═══ MATERIAL FOR THE TASK ═══
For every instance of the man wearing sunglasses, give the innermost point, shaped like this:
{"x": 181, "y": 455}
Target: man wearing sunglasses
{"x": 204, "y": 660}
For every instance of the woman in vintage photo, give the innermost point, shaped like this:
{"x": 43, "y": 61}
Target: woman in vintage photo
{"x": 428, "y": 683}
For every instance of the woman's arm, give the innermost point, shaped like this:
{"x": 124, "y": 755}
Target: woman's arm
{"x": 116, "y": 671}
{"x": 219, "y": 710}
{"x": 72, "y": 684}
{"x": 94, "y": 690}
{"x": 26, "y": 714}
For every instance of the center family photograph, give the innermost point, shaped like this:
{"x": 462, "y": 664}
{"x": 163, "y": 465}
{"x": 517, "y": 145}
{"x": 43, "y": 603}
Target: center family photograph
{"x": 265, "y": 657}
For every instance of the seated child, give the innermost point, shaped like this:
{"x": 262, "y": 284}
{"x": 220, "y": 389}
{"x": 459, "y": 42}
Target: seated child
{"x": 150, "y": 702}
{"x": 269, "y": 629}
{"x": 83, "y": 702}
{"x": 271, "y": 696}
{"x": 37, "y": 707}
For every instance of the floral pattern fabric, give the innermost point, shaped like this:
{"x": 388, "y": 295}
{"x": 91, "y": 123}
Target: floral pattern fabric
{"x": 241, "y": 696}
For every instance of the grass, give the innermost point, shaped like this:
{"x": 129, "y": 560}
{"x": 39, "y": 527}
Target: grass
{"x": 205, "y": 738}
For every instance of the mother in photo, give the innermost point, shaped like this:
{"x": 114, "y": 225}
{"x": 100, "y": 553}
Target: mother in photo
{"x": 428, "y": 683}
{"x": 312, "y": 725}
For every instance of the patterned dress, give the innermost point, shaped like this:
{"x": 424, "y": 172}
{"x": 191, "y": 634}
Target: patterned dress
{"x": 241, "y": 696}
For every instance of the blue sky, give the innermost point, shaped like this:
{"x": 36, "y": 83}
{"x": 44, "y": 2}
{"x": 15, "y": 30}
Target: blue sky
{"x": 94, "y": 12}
═══
• AIM OF THE EXERCISE: Reproduce every record in full, keeping each one exactly as it reads.

• SOLUTION:
For every instance of the man wearing sunglasses, give the innermost point, shaped like this:
{"x": 181, "y": 455}
Target: man wearing sunglasses
{"x": 204, "y": 660}
For every instance of the woman in vintage photo, give the innermost point, shaped like this:
{"x": 43, "y": 61}
Target: woman in vintage photo
{"x": 428, "y": 683}
For every instance of the woman's arm, give the innermost point, shaped like this:
{"x": 124, "y": 755}
Target: woman's arm
{"x": 116, "y": 671}
{"x": 219, "y": 710}
{"x": 72, "y": 684}
{"x": 94, "y": 690}
{"x": 26, "y": 714}
For every instance of the center family photograph, give the innermost point, shaped like this:
{"x": 462, "y": 664}
{"x": 163, "y": 465}
{"x": 517, "y": 145}
{"x": 43, "y": 603}
Target: center family photograph
{"x": 265, "y": 657}
For every instance of the seated child, give the innermost point, shaped like this:
{"x": 262, "y": 284}
{"x": 220, "y": 389}
{"x": 459, "y": 42}
Target: seated child
{"x": 150, "y": 702}
{"x": 269, "y": 629}
{"x": 83, "y": 702}
{"x": 271, "y": 696}
{"x": 37, "y": 707}
For every instance of the floral pattern fabric, give the innermost point, shaped like this:
{"x": 388, "y": 295}
{"x": 91, "y": 123}
Target: floral pattern fabric
{"x": 241, "y": 696}
For every instance of the grass, give the innermost point, shaped like this:
{"x": 129, "y": 560}
{"x": 39, "y": 527}
Target: grass
{"x": 205, "y": 738}
For every instance of the mother in photo, give the innermost point, shaped like this:
{"x": 114, "y": 225}
{"x": 100, "y": 553}
Target: mother in photo
{"x": 428, "y": 683}
{"x": 312, "y": 725}
For every instance of the patterned dress, give the innermost point, shaped like this:
{"x": 424, "y": 172}
{"x": 191, "y": 634}
Target: patterned dress
{"x": 241, "y": 696}
For every instance of the blue sky, give the innermost point, shaped like this:
{"x": 36, "y": 83}
{"x": 44, "y": 2}
{"x": 15, "y": 30}
Target: blue sky
{"x": 94, "y": 12}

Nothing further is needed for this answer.